* _Directions_: Exactly as written, repeat all of the records below.

**********

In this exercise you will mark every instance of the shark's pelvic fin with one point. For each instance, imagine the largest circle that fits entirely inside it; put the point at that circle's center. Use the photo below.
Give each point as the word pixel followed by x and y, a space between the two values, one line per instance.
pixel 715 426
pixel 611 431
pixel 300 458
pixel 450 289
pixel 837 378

**********

* _Response below_:
In this exercise you will mark every instance of the shark's pelvic fin with one point. For each instance, imagine the largest circle that fits entirely inside it; put the point at that circle's center. Use the photo below.
Give each point as the word pixel followed by x and y, a space between the two values, one line per instance.
pixel 715 426
pixel 611 431
pixel 300 458
pixel 450 289
pixel 837 378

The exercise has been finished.